**Available data**
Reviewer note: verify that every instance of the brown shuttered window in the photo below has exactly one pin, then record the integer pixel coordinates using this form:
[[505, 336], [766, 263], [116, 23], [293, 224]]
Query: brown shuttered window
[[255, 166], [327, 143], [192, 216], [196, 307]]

...

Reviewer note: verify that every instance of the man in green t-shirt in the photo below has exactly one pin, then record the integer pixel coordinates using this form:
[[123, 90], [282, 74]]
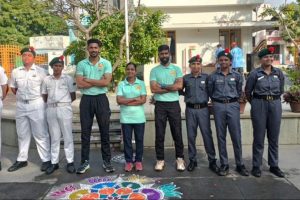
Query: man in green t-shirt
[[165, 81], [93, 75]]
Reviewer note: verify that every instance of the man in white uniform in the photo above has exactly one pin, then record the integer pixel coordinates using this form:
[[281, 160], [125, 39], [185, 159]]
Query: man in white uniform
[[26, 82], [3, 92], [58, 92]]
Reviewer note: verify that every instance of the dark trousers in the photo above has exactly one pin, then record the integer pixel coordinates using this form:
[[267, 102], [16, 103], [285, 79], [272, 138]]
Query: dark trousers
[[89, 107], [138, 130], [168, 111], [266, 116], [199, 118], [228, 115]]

* * *

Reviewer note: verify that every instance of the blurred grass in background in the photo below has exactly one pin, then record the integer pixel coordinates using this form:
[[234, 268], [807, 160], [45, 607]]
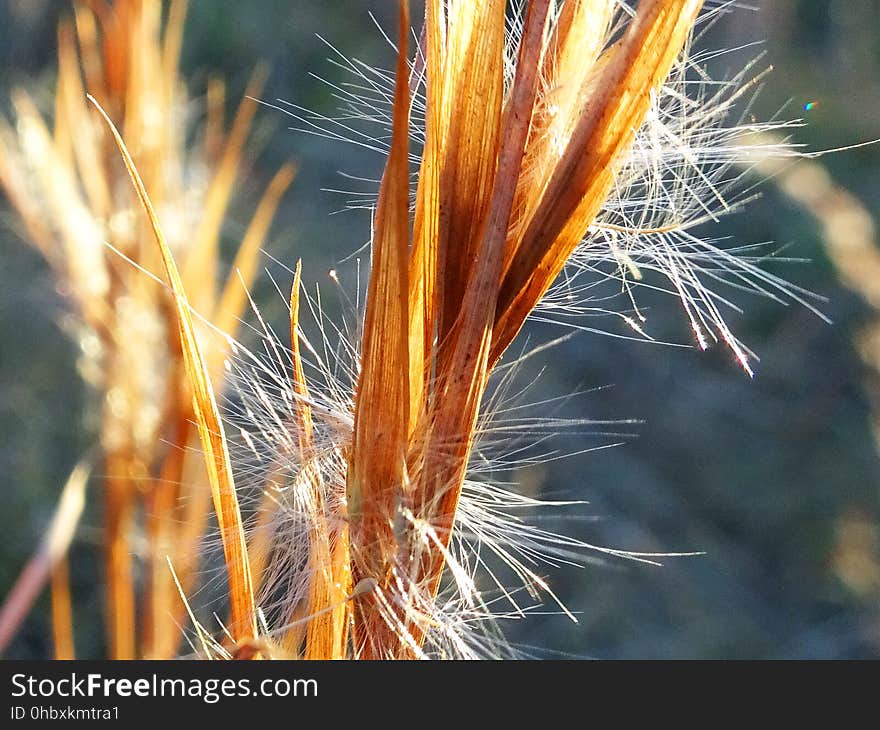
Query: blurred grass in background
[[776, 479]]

**Work to complete**
Looking at the entries, count the lines where the word "note" appears, and state the count by itself.

**Response**
5